══ INPUT ROWS
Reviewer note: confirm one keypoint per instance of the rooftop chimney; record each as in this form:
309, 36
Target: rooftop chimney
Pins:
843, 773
════
- **STATED PROBLEM**:
Substitute "Points" for every "Pins" in the data above and leave everything else unchanged.

- **OUTPUT OF THE EXERCISE**:
Reviewer note: confirm one keypoint per instance of the rooftop chimney; record each as in this form:
309, 36
Target: rooftop chimney
Points:
843, 773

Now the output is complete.